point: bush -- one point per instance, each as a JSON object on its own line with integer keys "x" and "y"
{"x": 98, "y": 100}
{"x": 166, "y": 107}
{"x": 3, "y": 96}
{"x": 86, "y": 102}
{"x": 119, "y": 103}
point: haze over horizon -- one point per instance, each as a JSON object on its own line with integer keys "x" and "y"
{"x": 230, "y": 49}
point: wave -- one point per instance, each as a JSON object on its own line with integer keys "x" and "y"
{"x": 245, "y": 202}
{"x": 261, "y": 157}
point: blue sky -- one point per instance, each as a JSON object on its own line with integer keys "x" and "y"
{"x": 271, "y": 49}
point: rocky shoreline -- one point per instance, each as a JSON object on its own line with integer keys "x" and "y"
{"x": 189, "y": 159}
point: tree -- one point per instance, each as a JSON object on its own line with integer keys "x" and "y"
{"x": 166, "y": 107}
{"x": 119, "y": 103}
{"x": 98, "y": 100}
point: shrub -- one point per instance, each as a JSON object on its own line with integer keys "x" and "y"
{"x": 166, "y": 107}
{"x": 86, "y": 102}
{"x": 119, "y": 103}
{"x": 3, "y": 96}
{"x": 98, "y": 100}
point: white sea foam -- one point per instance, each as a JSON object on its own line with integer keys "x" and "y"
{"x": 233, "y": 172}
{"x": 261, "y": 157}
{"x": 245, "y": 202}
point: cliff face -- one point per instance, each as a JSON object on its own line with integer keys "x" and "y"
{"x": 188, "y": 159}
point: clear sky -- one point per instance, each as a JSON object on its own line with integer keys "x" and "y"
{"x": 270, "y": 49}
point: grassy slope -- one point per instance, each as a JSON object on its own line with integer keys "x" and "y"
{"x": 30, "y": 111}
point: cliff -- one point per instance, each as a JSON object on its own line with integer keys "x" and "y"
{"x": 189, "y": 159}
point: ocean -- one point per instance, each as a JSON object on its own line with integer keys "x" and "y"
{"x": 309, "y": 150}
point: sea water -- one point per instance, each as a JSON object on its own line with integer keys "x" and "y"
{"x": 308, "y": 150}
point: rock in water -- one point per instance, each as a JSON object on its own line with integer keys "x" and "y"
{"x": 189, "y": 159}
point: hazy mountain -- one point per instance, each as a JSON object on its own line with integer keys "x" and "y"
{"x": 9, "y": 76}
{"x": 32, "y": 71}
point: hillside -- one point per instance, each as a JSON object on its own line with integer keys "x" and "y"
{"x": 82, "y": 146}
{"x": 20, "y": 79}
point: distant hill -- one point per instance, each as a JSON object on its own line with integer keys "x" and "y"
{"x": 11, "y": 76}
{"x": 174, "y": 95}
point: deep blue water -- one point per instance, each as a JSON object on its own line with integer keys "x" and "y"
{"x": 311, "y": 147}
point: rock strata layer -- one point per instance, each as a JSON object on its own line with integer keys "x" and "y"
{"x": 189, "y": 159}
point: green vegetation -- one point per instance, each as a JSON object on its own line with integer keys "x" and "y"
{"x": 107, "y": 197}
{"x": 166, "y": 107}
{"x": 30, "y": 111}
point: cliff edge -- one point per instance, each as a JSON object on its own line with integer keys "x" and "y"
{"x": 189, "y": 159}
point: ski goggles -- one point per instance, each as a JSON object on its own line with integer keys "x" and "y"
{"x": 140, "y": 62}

------------------------------------

Exercise aim » Reproduce every entry above. Make each line identical to the original.

Solution to this exercise »
point: bush -- one point per instance, each as a JSON object on its own line with integer keys "x" and "y"
{"x": 98, "y": 100}
{"x": 166, "y": 107}
{"x": 3, "y": 96}
{"x": 86, "y": 102}
{"x": 119, "y": 103}
point: haze over horizon -- one point per instance, each as a JSON object on its own line with integer keys "x" and "y"
{"x": 230, "y": 49}
point: wave -- one point per instance, each as a JSON object on its own line with integer keys "x" and "y"
{"x": 245, "y": 202}
{"x": 261, "y": 157}
point: blue sky -- one point per instance, each as a JSON object on its own line with integer keys "x" and "y"
{"x": 271, "y": 49}
point: rocky shoreline -- one point per instance, each as a JSON object on its own line with integer keys "x" and "y"
{"x": 189, "y": 159}
point: tree -- one point per instance, each as a JSON object on its own line with integer keys "x" and "y"
{"x": 166, "y": 107}
{"x": 119, "y": 103}
{"x": 98, "y": 100}
point: shrub -- one point per instance, each as a JSON object on its own line with integer keys "x" and "y"
{"x": 166, "y": 107}
{"x": 86, "y": 102}
{"x": 119, "y": 103}
{"x": 3, "y": 96}
{"x": 98, "y": 100}
point: white sea foam -- one point per instance, each as a JSON object on its own line with integer keys "x" and "y"
{"x": 233, "y": 172}
{"x": 261, "y": 157}
{"x": 245, "y": 202}
point: cliff face -- one point per instance, each as a JSON object on its own line with integer keys "x" and "y"
{"x": 188, "y": 159}
point: clear sky -- one point per instance, each as a JSON object on its own line with integer keys "x" and "y"
{"x": 270, "y": 49}
point: grassy slope -- one point per instance, each as a JSON object on its own line with integer keys "x" and "y"
{"x": 30, "y": 111}
point: cliff -- one point per instance, each as a JSON object on its own line with integer keys "x" and "y"
{"x": 189, "y": 159}
point: ocean -- one point per instance, each as a JSON object on its own line with integer keys "x" and "y"
{"x": 309, "y": 150}
point: sea water -- one point per instance, each as a JSON object on its own line with integer keys "x" and "y"
{"x": 308, "y": 150}
point: rock in water -- one point per instance, each as a JSON object on its own line with integer keys "x" and "y"
{"x": 189, "y": 159}
point: hazy mountain -- one point per instance, each as a JSON object on its own line with integer keys "x" and "y"
{"x": 9, "y": 76}
{"x": 32, "y": 71}
point: hillside -- one point per instance, each as a JSON object on its own line with integer keys "x" and "y"
{"x": 82, "y": 146}
{"x": 20, "y": 79}
point: distant hill -- one point per instance, each as a JSON object on its own line with integer keys "x" and "y"
{"x": 11, "y": 76}
{"x": 174, "y": 95}
point: deep blue water -- one point per instance, each as a JSON object on its own line with integer keys "x" and "y"
{"x": 311, "y": 147}
point: rock strata layer -- one point per instance, each as a JSON object on its own line with integer keys "x" and "y"
{"x": 189, "y": 159}
point: green vegetation -- one point per instance, each as a JSON object on its own line with integer keys "x" and "y"
{"x": 107, "y": 197}
{"x": 166, "y": 107}
{"x": 30, "y": 111}
point: cliff edge -- one point per instance, each as a JSON object on its own line with integer keys "x" and "y"
{"x": 189, "y": 159}
point: ski goggles -- one point per instance, each as a JSON object on its own line with integer keys "x" and "y"
{"x": 140, "y": 62}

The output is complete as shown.